- _EXTRAIT À LIRE_
# # # # #
Jean-Pierre Lledo – Première partie : les voleurs crient « Au voleur ! »
Procédé classique des voleurs. Jusque-là nous étions habitués à son emploi par les Falestiniens. C’étaient eux les victimes et nous les assassins. La Naqba, voilà la vraie Shoah. Que valaient les Hébreux, face aux descendants des Cananéens ? Etc… Etc…
Mais voilà cette rhétorique de l’inversion adoptée par ceux qui refusent d’accepter le verdict des urnes et leur humiliante défaite lors des dernières élections le 1er novembre 2022. Humiliante, puisque le Meretz antisioniste n’a même pas pu accéder à la Knesset, que la ’Avoda a failli connaitre le même sort, et qu’avec Gantz-Lapid, l’opposition ‘’centriste’’ arrive tout juste à 36 mandats face au 64 de la coalition de droite.
Ils appellent à tuer Netanyaou[1] – une grande première dans l’histoire d’Israël, ils séquestrent son épouse, agressent des députés à leur propre domicile, l’un d’eux se déguise en orthodoxe pour s’approcher de la demeure du Ministre de la Justice (avec quelle intention ?), ils perturbent l’ordre public, s’attaquent aux policiers mais ce seraient eux les GARANTS DE LA LOI !
Ils menacent de quitter le pays, ou au moins de le paralyser, ils tentent de semer la panique boursière et sollicitent l’intervention des Américains et les Européens, ils brandissent le drapeau de ceux qui nous assassinent et qui voudraient nous rayer de la carte, mais ce seraient eux les PATRIOTES !
Ils nazifient leurs adversaires politiques, profanent la Knesset en piétinant leurs pupitres de députés, ils la délégitiment en refusant de discuter en son sein du projet de Réforme judiciaire, et de ce fait quelques dizaines de milliers, voire même une centaine de milliers de personnes itinérantes, tentent d’annuler le vote de deux millions et demi de citoyens, mais ce seraient eux les DEMOCRATES !
# # # # #
- _DONNÉES ENREGISTRÉES_
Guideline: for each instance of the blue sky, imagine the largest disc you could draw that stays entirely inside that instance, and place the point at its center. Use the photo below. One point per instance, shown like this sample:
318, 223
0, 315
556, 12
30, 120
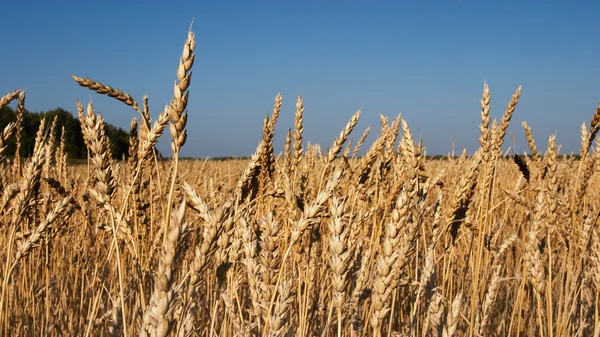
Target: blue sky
425, 59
# # # # #
- _À FAIRE_
1. Relevez toutes les expressions écrites en majuscules dans l'extrait sur les opposants à la réforme judiciaire.
2. D'après l'extrait sur les opposants à la réforme judiciaire, combien de mandats la coalition de droite a-t-elle obtenus ?
3. Prolongez l'extrait sur les opposants à la réforme judiciaire à la suite de sa dernière phrase.
Les entrées proviennent d'une autre source que l'extrait.

- _RÉPONSES RÉDIGÉES_
1. GARANTS DE LA LOI ; PATRIOTES ; DEMOCRATES

2. 64 mandats.

3.
Refus du résultat des dernières élections de novembre 2022, refus de la Knesset, destitution par la Cour Suprême d’un ministre pour lequel 400 000 citoyens ont voté grâce au recours du critère scélérat de la « raisonnabilité », le Premier ministre empêché de se prononcer sur la Réforme judiciaire et que l’on tente à présent de destituer purement et simplement, appel d’ex-généraux à la désobéissance civile et à la rébellion militaire, appel à la police et à Tsahal pour interrompre le processus législatif de la Knesset, appel des organisateurs à l’escalade, « à l’action directe », dénomination qui n’est pas fortuite, puisque rappelons-le elle désigna la branche française d’une organisation mondiale du terrorisme de gauche dans les ex-puissances de l’Axe fasciste, Allemagne, Italie, Japon (c’est l’Armée rouge japonaise qui organisa le massacre de l’aéroport de Lod le 30 mai 1972 : 26 tués)… Et alors que ce sont ces incitateurs qui devraient être illico arrêtés, jugés, et jetés en prison, c’est l’un des gouvernements parmi les plus représentatifs de l’histoire d’Israël (compte tenu du nombre des votants) qui est accusé de fomenter un COUP D’ETAT [2]!!!
Sont-ils devenus fous ces « chefs » irresponsables, la plupart militaires à la retraite, prêts à déclencher une guerre civile, alors que le terrorisme islamiste falestinien fait feu de tout bois : après deux frères assassinés, encore un jeune de 27 ans vient de nous être ravi ces derniers jours ?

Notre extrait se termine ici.